Task requirements:
From the passage on homelessness below, transcribe word for word the part that opens with the words containing "Like healthcare, homelessness" and closes with "in our society.".

Like healthcare, homelessness is one of the intractable problems facing our society and it keeps growing. Local governments have the desire to solve the problem and, to some degree, they have the finances. What they don’t have is the trust of the client population, people who have lost faith in our society.
In my final year of public life, I worked hard to get one particular man off the streets. I was terrified he wouldn’t survive the winter. Despite the freezing temperatures, he resisted my efforts and the law was on his side. In the end, I could do nothing. The last time I saw him, he was lying in a stairwell outside an apartment building, under a dusting of snow. I asked the police to keep an eye on him, but that was mostly so I could feel better about myself . Without a court order, they could do nothing, either. I continued to wring my hands. Then, one day, he disappeared.
Some people become homeless because they’ve lost their jobs or are broken by medical expenses. Youngsters get thrown out of their parent’s home or leave of their own accord. Many homeless, however, suffer from mental illness, drug addiction or both. These are hardcore street people, suspicious of help, like my man who lived in a stairwell. Many of them, the men in particular, look so disheveled, people shun them as a threat.

Material provided:
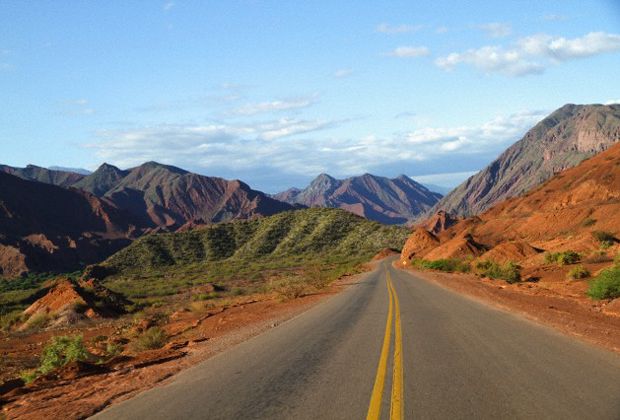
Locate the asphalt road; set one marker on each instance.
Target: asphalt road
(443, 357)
* * *
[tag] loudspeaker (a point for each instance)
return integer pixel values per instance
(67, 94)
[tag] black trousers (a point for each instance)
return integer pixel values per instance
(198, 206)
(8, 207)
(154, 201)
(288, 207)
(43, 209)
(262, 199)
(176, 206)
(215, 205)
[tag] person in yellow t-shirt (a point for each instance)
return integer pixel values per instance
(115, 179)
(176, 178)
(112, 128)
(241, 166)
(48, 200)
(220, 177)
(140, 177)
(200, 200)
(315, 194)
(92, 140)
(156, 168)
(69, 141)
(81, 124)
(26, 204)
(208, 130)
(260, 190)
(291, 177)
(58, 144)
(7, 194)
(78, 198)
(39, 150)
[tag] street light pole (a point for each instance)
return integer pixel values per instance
...
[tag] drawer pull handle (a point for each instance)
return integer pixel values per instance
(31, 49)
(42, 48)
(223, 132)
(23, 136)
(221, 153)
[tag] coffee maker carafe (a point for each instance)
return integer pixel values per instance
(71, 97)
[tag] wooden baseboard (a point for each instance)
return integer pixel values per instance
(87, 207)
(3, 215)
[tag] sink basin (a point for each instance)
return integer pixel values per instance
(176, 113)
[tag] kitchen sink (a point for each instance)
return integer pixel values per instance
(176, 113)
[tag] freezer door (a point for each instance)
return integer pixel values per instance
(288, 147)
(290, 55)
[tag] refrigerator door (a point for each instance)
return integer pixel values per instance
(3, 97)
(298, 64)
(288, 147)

Task output:
Like healthcare, homelessness is one of the intractable problems facing our society and it keeps growing. Local governments have the desire to solve the problem and, to some degree, they have the finances. What they don’t have is the trust of the client population, people who have lost faith in our society.